Posted by on Giu 17, 2022

Napoli, addio a ‘O Pa’ il mendicante più famoso della città

Umberto Consiglio aveva 88 anni. Ha attraversato le strade di Napoli rispettato da tutti Nel 1985 Francesco Durante e Antonio Fiore gli dedicarono una «Poesia visiva»

Un folletto benefico scaraventato sulla terra dal cielo dov’è appena ritornato. Scaraventato da un tempo senza tempo, con un’età che pareva imprecisata nella Napoli di ‘N Paraviso di Ferdinando Russo. Se n’è andato ‘O Pa’, l’omino che ha attraversato senza sosta le vie del centro storico ricordando a tutti la cosa più essenziale, tre sole lettere nelle quali si concentra la sopravvivenza di un popolo, ieri e oggi: ‘o pa’ per dire ‘o pane, datemi il pane, offritemi il pane, donatemi qualcosa affinché io possa sopravvivere se non vivere.

All’anagrafe Umberto Consiglio

«‘O Pa’» non ha mai dato fastidio a nessuno, non è stato mai molesto: si limitava ad allungare la mano con quell’unico monosillabo che usciva dalla sua bocca, sdentata e tenera, come quella di un nonno bambino o di un bambino nato già vecchio. Chi era ‘O Pa’ che nella versione più articolata del nome vulgato era “Azz ‘o pa a me”? All’anagrafe Umberto Consiglio, nato nel 1934 e da allora coccolato dalla città che lo aveva voluto nella sua galleria di personaggi. ‘O Pa’ aveva dunque 88 anni e insieme con la sorella, i nipoti e pronipoti ora lo piange tutta la città che perde un’icona tenera e popolare, un sorriso sdentato che ci mancherà. Chi gli ha voluto bene continui in sua memoria e onore a dare qualche soldo per ‘o Pa a chi ne ha bisogno. I funerali si terranno il 14 giugno nella chiesa di San Ferdinando in piazza Trieste e Trento alle 11. È la cosiddetta chiesa degli artisti perché ‘O Pà lo era a suo modo, artista di una vita sghemba e storta che lui ha vissuto fino a 88 anni.

> Righe archiviate:
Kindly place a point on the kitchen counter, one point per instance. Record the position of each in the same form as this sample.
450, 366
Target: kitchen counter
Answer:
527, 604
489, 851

> Lavoro richiesto: Puoi trascrivere dall'articolo su 'O Pa' il passo da "Un folletto benefico" a "se non vivere.", senza cambiare nulla? Le voci non hanno alcun legame con l'articolo su 'O Pa'.

> Risultato dell'esercizio:
Un folletto benefico scaraventato sulla terra dal cielo dov’è appena ritornato. Scaraventato da un tempo senza tempo, con un’età che pareva imprecisata nella Napoli di ‘N Paraviso di Ferdinando Russo. Se n’è andato ‘O Pa’, l’omino che ha attraversato senza sosta le vie del centro storico ricordando a tutti la cosa più essenziale, tre sole lettere nelle quali si concentra la sopravvivenza di un popolo, ieri e oggi: ‘o pa’ per dire ‘o pane, datemi il pane, offritemi il pane, donatemi qualcosa affinché io possa sopravvivere se non vivere.